● The task
Nothing but the pictures may be left out. Restate the rest of the entries word for word.

● Input data
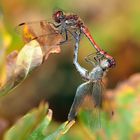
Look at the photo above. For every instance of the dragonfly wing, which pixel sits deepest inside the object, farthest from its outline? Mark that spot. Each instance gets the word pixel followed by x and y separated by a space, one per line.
pixel 97 94
pixel 97 97
pixel 44 32
pixel 81 93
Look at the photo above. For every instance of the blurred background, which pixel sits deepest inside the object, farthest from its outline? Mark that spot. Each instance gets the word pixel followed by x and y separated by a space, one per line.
pixel 115 25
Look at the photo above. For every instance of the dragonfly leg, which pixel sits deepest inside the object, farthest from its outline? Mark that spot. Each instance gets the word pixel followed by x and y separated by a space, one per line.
pixel 56 26
pixel 81 93
pixel 66 37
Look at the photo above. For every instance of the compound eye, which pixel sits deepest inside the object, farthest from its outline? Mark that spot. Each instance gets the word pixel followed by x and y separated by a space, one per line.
pixel 112 63
pixel 57 16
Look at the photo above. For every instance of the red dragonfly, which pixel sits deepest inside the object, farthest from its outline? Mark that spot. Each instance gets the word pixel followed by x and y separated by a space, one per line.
pixel 49 33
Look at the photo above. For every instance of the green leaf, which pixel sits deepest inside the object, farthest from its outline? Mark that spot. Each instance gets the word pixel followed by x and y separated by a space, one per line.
pixel 60 131
pixel 31 125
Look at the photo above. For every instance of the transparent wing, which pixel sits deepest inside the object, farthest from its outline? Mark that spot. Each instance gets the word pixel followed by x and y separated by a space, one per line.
pixel 44 32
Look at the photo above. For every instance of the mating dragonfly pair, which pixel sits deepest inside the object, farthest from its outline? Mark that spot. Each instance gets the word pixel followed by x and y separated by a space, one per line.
pixel 57 34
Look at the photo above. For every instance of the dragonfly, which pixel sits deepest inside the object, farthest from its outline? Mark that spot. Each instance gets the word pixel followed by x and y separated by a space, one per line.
pixel 93 85
pixel 58 33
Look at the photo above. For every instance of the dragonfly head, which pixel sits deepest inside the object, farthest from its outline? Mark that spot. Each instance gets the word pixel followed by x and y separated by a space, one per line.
pixel 107 63
pixel 112 62
pixel 58 16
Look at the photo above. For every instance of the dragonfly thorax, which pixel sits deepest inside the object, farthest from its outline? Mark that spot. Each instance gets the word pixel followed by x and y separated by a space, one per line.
pixel 96 74
pixel 99 71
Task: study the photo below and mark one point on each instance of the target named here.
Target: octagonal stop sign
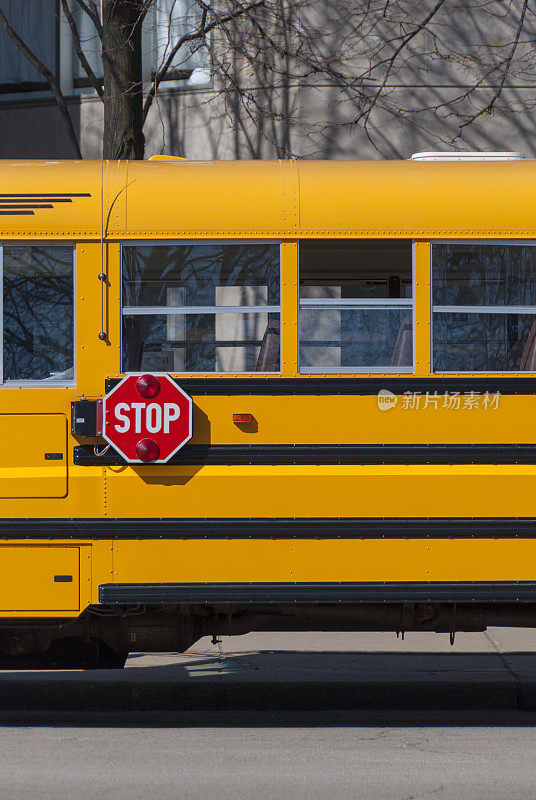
(147, 418)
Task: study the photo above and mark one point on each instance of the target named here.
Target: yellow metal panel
(324, 560)
(27, 578)
(24, 470)
(416, 199)
(322, 491)
(208, 198)
(162, 199)
(58, 184)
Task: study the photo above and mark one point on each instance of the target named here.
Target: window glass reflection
(484, 275)
(484, 342)
(38, 313)
(359, 338)
(201, 275)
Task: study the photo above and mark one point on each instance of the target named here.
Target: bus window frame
(34, 384)
(363, 370)
(176, 242)
(519, 373)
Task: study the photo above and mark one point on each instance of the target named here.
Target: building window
(36, 22)
(484, 307)
(356, 306)
(201, 307)
(38, 313)
(172, 20)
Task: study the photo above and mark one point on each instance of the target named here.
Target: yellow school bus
(359, 341)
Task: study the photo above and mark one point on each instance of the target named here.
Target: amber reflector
(242, 417)
(147, 450)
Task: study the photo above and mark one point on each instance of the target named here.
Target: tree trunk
(123, 97)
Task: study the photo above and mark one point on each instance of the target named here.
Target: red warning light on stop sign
(147, 418)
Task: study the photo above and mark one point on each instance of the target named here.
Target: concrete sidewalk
(495, 670)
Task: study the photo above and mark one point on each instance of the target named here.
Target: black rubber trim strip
(273, 528)
(353, 386)
(195, 454)
(347, 592)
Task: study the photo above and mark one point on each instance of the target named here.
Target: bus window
(484, 307)
(38, 313)
(201, 307)
(356, 306)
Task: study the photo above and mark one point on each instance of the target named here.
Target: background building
(343, 79)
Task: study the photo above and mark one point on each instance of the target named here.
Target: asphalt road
(357, 716)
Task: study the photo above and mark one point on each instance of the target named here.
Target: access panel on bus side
(33, 458)
(39, 578)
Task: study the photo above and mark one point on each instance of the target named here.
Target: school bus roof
(163, 199)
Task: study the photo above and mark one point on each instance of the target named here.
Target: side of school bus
(359, 340)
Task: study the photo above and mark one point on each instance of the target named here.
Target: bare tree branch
(48, 76)
(190, 37)
(97, 85)
(90, 8)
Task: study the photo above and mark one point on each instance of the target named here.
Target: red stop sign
(147, 418)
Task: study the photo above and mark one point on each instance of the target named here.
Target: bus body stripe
(329, 592)
(272, 528)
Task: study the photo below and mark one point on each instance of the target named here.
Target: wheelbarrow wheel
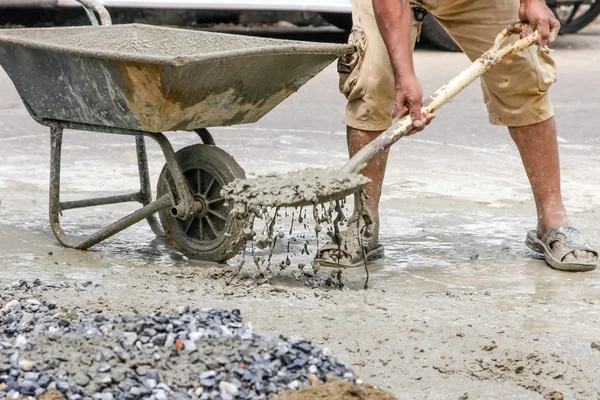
(212, 235)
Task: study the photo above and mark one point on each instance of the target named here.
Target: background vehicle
(573, 14)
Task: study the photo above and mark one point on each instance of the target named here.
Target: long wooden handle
(447, 92)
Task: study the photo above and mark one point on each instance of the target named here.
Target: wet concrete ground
(457, 306)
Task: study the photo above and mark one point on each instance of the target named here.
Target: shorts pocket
(545, 68)
(350, 65)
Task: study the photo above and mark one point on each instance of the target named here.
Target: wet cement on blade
(296, 188)
(270, 199)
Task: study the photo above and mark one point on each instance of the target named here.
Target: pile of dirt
(337, 390)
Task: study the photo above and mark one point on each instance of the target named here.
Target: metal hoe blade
(294, 189)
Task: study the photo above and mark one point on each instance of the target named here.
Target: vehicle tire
(213, 235)
(339, 20)
(575, 23)
(435, 34)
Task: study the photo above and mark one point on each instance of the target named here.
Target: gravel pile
(201, 354)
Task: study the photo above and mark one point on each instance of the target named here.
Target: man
(380, 84)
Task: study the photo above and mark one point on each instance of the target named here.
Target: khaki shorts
(515, 90)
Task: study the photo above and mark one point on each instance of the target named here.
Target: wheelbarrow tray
(156, 79)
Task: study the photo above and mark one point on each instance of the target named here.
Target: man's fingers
(415, 113)
(428, 119)
(554, 30)
(544, 29)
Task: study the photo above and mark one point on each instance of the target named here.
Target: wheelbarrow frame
(143, 196)
(183, 202)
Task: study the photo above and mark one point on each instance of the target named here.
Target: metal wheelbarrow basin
(143, 80)
(156, 79)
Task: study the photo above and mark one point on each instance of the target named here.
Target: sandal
(350, 248)
(557, 243)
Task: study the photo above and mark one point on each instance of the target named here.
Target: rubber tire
(589, 17)
(435, 34)
(339, 20)
(222, 166)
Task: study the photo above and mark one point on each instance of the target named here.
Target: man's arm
(537, 13)
(394, 21)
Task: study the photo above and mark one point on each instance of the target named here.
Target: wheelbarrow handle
(92, 5)
(443, 95)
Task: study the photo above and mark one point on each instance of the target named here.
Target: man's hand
(537, 13)
(409, 99)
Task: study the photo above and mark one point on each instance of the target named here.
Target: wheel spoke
(211, 226)
(214, 200)
(574, 12)
(199, 180)
(216, 214)
(201, 228)
(209, 186)
(189, 225)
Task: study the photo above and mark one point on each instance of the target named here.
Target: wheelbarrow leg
(145, 188)
(56, 206)
(205, 136)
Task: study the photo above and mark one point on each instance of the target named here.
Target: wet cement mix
(310, 197)
(199, 354)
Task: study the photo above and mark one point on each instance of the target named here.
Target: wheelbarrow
(143, 80)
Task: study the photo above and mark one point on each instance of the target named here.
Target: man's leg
(539, 152)
(516, 95)
(367, 81)
(375, 170)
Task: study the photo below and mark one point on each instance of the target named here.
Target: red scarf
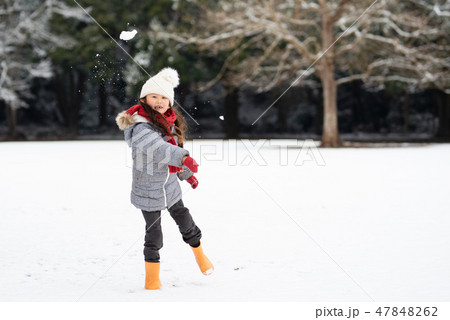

● Result for this exercise
Look at the photo above. For every instance of the dragonfly wing, which pixel sits deepest inside the object, farthest from its outline? Mark that spot. Each instance gets the word pixel followed by x and y separated by a space, one per line.
pixel 97 94
pixel 97 97
pixel 44 32
pixel 81 93
Look at the photo above. For every instance of the blurred background, which pixel sits deepest inside the object, farthest from its outline? Mark that spot. Each instance gets the word pixel followed by x and y separated by a space, one per line.
pixel 115 25
Look at the photo above. For every instance of the dragonfly leg, which pixel sits deepest inside the object, farthest from its outline? Mark that spot. Each instance gets the word pixel followed by x and y separated by a space, one per line.
pixel 56 26
pixel 81 93
pixel 66 37
Look at the photo above. For every instance of the compound eye, which pixel sits deepest inside the object, farthest from its outline? Mark that spot. Each instance gets the word pixel followed by x and y separated by a space, one per line.
pixel 112 63
pixel 57 16
Look at the photo above. For every instance of the red dragonfly, which pixel sits deepest inside the object, farthest from its outline? Mark that spot. Each instance gets the word pixel followed by x and y separated by a space, one per line.
pixel 49 33
Look at the photo above. For every instance of the green leaf, which pixel sits deepest inside the object, farthest from its outline? Mark that spot. Each instance gets the word pixel followed by x and y separated by a space, one per line.
pixel 60 131
pixel 31 125
Look at the photo above. For every instance of the transparent wing, which pixel sits deepest inside the object, farthest from its outline? Mark that spot. Each instance gets the word pixel followed by x and y separated by a space, one per line.
pixel 44 32
Look at the photo above. For every instance of the mating dragonfly pair, which pixel sits deepest inside the object, farthest from its outline? Mark that spot. Each instance gets the word pixel followed by x and y separated by a space, one per line.
pixel 57 34
Look at the photo above. For every instance of the dragonfly, which pixel sits deepest inside the object, farthest from its outline? Mark that spot. Each instance gets the word pixel followed by x and y separated by a space, one per line.
pixel 93 85
pixel 58 33
Look at the photo above. For every instance of the dragonfly head, which pixel sits deepest inside the object, farthest from its outline? Mark that spot. Each instance gets the word pixel followed by x and y separated by a space, one per line.
pixel 107 63
pixel 112 62
pixel 58 16
Look at the photo above. For every instance of the dragonfly thorax, which pixel sits deepest inside the object, farthest from its outline? Mark that spot. Each instance gets the word pixel followed by x and y separated by a space, one per line.
pixel 96 74
pixel 99 71
Task: study the photo below and mark one point on each instance of the target named here.
Target: octagonal stop sign
(147, 418)
Task: study the photo above and mark one point on each instance of the target named here.
Target: yellow metal panel
(324, 560)
(27, 578)
(24, 470)
(416, 199)
(322, 491)
(208, 198)
(162, 199)
(58, 184)
Task: study the photo above and mark one point on each instance of the target named here.
Target: window glass reflection
(484, 275)
(484, 342)
(38, 313)
(359, 338)
(201, 275)
Task: study the photo above and mark one point on each instance of the target named here.
Target: bus window frame
(34, 384)
(363, 370)
(176, 242)
(519, 373)
Task: study the photo above and mark one point on each instance of the target named here.
Target: building window
(36, 22)
(484, 307)
(356, 306)
(201, 307)
(38, 313)
(172, 20)
Task: study the photo above and mark one point on each instance of the target named here.
Target: yellow school bus
(359, 341)
Task: study the photo above and mark one point on each instance of the target named here.
Target: amber reflector
(242, 417)
(147, 450)
Task: study the photo above and mark one point on each instance of the target named here.
Target: tree trunk
(123, 97)
Task: study the photo above and mark one point on each instance of the target named here.
Target: red warning light on stop sign
(147, 418)
Task: study the photo above and mark one point on each instance of the target named here.
Target: concrete sidewalk
(495, 670)
Task: study the photo above and mark one point on each instance of the target named here.
Target: black rubber trim strip
(273, 528)
(353, 386)
(195, 454)
(347, 592)
Task: study the photo above and mark one point on each instance of the target named here.
Target: bus window
(484, 307)
(38, 313)
(201, 307)
(356, 306)
Task: study the photo above and mark one point on each instance of the target named here.
Target: background building
(343, 79)
Task: study the photo above and mark one point on each instance of the target named here.
Target: asphalt road
(357, 716)
Task: study the photo above and mark one point on each instance of the target named here.
Target: access panel on bus side
(33, 458)
(39, 578)
Task: study the photo above and mark one point on each instance of the target named here.
Target: school bus roof
(163, 199)
Task: study the photo above and mark one point on each instance of the target named here.
Target: side of school bus
(359, 340)
Task: study the photo above and mark one point on each instance of the target named here.
Target: bare tree branch
(48, 76)
(190, 37)
(97, 85)
(90, 8)
Task: study the photo above and mark one point on each instance of the target named here.
Target: red stop sign
(147, 418)
Task: study the photo above and mark one point on each instance of the target named here.
Target: bus body stripe
(329, 592)
(272, 528)
Task: study the photo below and mark one point on each instance of the target named here.
Target: wheelbarrow wheel
(212, 235)
Task: study the photo above and mark one point on each instance of the target named here.
Target: background vehicle
(573, 14)
Task: study the photo above and mark one point on each instance of the target named here.
Target: long wooden handle
(447, 92)
Task: study the photo above and mark one point on each instance of the target named here.
Target: wet concrete ground
(457, 306)
Task: study the photo above and mark one point on each instance of the target named here.
Target: shorts pocket
(545, 68)
(350, 65)
Task: study the photo above and mark one point on each instance of the target named here.
Target: wet cement on blade
(296, 188)
(270, 199)
Task: study the photo above and mark one point on each instance of the target named here.
Target: pile of dirt
(337, 390)
Task: study the photo above and mark one point on each instance of the target named here.
Target: metal hoe blade
(294, 189)
Task: study the photo above and mark one point on each instance of the target named here.
Target: vehicle tire
(213, 235)
(339, 20)
(575, 23)
(435, 34)
Task: study the photo above and mark one point on each instance of the target named here.
Target: gravel pile
(201, 354)
Task: study the photo above and mark one point on each instance of the target named here.
Target: man
(380, 84)
Task: study the photo above and mark one point on each instance of the target named here.
Target: khaki shorts
(515, 90)
Task: study the photo above and mark one point on each instance of the target named here.
Target: wheelbarrow tray
(156, 79)
Task: study the photo above and mark one point on each instance of the target named here.
Target: man's fingers
(415, 113)
(428, 119)
(554, 30)
(544, 29)
Task: study the photo above and mark one point on each instance of the target named here.
Target: wheelbarrow frame
(143, 196)
(183, 202)
Task: study the photo above and mark one point on each instance of the target named here.
Target: metal wheelbarrow basin
(143, 80)
(156, 79)
Task: study the photo above and mark one point on each instance of the target named here.
Target: sandal
(350, 248)
(557, 243)
Task: study the photo above and mark one point on each instance of the target named here.
Target: rubber tire
(589, 17)
(435, 34)
(339, 20)
(222, 166)
Task: study the photo above and mark one point on each instance of the target named here.
Target: man's arm
(537, 13)
(394, 21)
Task: study the photo above and mark one point on each instance of the target named here.
Target: wheelbarrow handle
(92, 5)
(443, 95)
Task: study the photo above and mark one point on each instance of the target named here.
Target: man's hand
(537, 13)
(409, 99)
Task: study the photo above and mark one point on each instance of the target named here.
Target: wheel spoke
(211, 226)
(214, 200)
(574, 12)
(199, 180)
(216, 214)
(201, 228)
(209, 186)
(189, 225)
Task: study the photo above and mark one point on each instance of the target named here.
Target: wheelbarrow leg
(145, 188)
(56, 206)
(205, 136)
Task: study the photo above and mark one point on each instance of the target named here.
Target: wet cement mix
(310, 197)
(199, 354)
Task: study the photo above and mark one point on each instance of the target named here.
Target: wheelbarrow
(143, 80)
Task: study the photo above and mark one point on each instance of the target named here.
Target: man's leg
(539, 152)
(516, 95)
(367, 81)
(375, 170)
Task: study the photo below and mark one point on each instance of the target named here.
Target: red scarf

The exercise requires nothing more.